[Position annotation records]
···

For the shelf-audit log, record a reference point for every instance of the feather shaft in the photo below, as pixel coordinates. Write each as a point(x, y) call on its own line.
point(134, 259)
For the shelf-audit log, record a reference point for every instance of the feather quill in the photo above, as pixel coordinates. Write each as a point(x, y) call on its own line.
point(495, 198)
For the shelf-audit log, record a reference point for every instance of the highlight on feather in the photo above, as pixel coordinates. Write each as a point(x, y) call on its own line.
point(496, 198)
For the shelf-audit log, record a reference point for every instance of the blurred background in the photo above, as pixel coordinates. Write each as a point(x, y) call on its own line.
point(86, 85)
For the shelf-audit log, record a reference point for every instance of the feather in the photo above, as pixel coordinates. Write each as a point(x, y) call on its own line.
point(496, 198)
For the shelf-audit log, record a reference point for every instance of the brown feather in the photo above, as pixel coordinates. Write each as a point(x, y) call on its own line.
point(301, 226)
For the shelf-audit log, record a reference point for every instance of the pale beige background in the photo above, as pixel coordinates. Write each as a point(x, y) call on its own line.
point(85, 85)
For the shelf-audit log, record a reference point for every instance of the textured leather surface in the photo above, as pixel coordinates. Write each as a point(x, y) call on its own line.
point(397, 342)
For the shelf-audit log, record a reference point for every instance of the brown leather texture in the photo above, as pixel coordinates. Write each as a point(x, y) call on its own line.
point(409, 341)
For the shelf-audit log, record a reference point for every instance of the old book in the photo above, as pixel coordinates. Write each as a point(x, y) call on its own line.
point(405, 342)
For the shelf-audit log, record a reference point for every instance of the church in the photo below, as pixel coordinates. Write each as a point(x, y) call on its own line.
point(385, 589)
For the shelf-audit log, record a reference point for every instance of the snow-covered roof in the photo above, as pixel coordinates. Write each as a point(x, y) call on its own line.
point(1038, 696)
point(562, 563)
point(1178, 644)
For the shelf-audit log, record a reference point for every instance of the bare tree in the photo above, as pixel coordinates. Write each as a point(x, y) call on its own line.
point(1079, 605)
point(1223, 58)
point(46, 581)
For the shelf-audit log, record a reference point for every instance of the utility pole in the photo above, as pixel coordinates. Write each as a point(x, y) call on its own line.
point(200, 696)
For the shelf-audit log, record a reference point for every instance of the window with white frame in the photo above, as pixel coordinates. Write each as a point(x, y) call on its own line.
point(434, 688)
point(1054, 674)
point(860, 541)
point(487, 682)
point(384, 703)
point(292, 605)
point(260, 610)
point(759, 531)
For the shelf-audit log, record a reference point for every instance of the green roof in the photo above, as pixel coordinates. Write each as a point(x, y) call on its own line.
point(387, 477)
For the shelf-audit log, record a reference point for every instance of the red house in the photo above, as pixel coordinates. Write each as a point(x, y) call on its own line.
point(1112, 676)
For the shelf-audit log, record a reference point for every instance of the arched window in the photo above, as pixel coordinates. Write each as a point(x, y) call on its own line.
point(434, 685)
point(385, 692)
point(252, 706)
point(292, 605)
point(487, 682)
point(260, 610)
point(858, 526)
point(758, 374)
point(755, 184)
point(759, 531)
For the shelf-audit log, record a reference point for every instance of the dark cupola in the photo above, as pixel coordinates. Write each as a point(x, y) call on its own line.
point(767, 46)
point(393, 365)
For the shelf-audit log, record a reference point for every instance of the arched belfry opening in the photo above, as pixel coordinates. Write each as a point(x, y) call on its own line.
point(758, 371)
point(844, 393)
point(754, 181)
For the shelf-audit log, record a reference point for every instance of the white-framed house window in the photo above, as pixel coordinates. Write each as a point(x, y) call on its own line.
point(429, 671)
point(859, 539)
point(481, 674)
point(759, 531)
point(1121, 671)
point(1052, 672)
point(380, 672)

···

WHAT IS REQUIRED:
Lay out the material above as a two-column CSV with the header row request,points. Give one row per request, and put the request text and its answer each in a single quoted field, replacing any line breaks with spaces.

EXERCISE ANSWER:
request,points
"For the shelf-audit log, record a reference point for every instance of the feather shaft in the photo below, as pixel coordinates. Write each as a point(x, y) call on its own line.","point(134, 259)"
"For the shelf-audit log, record a reference point for every instance of the feather quill in the photo above, as pixel coordinates. Write each as a point(x, y) call on its own line.","point(495, 198)"
"For the shelf-audit log, record a reference point for every instance of the highlight on feather in the photo above, as pixel coordinates. Write each as a point(x, y) call on its own line.","point(496, 198)"
"For the shelf-audit log, record a reference point for every instance of the blurred background in the photo above, as pixel coordinates. Write each as a point(x, y) call on its own line.","point(86, 85)"
"For the shelf-audit log, record a reference point for every instance of the feather in the photo above, as pixel coordinates. Write each as a point(x, y) call on its own line.","point(496, 198)"
"For the shelf-audit log, record a reference point for every instance of the brown feather in the photo above, as pixel coordinates. Write each as a point(x, y) call on its own line.","point(301, 226)"
"For the shelf-audit log, record a reference point for every instance of the pale beige background in the photo above, as pixel coordinates. Write each as a point(x, y) call on its own line.","point(85, 85)"
"For the shelf-audit log, record a reference point for every instance of the textured leather surface in the photo above, as pixel coordinates. Write each as a point(x, y) call on its own line.","point(397, 342)"
"For the shelf-audit log, record a reference point for every instance of the brown leather texture in the photo above, as pixel coordinates. Write each as a point(x, y) call on its own line.","point(409, 341)"
"For the shelf-audit log, record a reference point for every instance of the old book in the photo above, as pixel coordinates. Write each as a point(x, y) call on its own line.","point(405, 342)"
"For the shelf-audit log, record a reference point for every instance of the church in the photo below, as pixel coordinates. Write each as a point(x, y) call on its own line.","point(385, 589)"
"For the shelf-audit log, record a reference point for every instance of the snow-covered roof in the photo above, as pixel coordinates. Write each as a point(x, y) call on its own line.","point(1038, 696) point(562, 563) point(1178, 644)"
"For the shelf-audit log, record a reference point for every instance of the bare tree in the photo above, as pixel coordinates. Write each as a point(x, y) call on its own line.","point(1079, 605) point(1223, 58) point(46, 581)"
"For the shelf-audit log, record a reference point for every instance of the utility pole in the photo above, as pixel coordinates. Write each as a point(x, y) call on its own line.","point(200, 696)"
"For the shelf-audit log, record a reference point for every instance of the window with white frame in the photo above, as pixel coordinates. Write each as a point(x, y) call on its own line.","point(434, 688) point(1054, 674) point(860, 541) point(487, 682) point(384, 703) point(292, 605) point(260, 610) point(759, 531)"
"For the shelf-audit log, record a reference point for every instance of the green roof in the photo above, as pixel coordinates. Write each as a point(x, y) call on its own line.","point(387, 477)"
"For the shelf-audit log, record a reference point for every instance of the red house in the photo above, as pixel coordinates. Write each as a point(x, y) call on its own line.","point(1112, 676)"
"For the shelf-audit log, record a reference point for every instance of the arched window in the photo above, as pixel coordinates. Write each as a point(x, y) call on its own line.","point(434, 685) point(385, 692) point(252, 706) point(292, 605) point(487, 682) point(260, 610) point(858, 526) point(758, 374) point(755, 184) point(759, 531)"
"For the shelf-audit log, record a reference point for every instance of the dark cupola in the photo above, as pixel coordinates. Write each as a point(x, y) call on its own line.","point(767, 46) point(393, 365)"
"For the shelf-audit log, record a reference point for every instance of the arched belfry opening in the photo above, as pixel coordinates. Write each as a point(x, y) call on its own line.","point(758, 371) point(844, 393) point(754, 181)"
"For the shelf-audit log, record a reference point for every instance of the white-framed house window in the photo above, as pixel coordinates. Write each as a point(x, y) call on its own line.","point(429, 671) point(859, 539) point(481, 674) point(759, 531) point(1121, 671) point(1052, 672) point(380, 672)"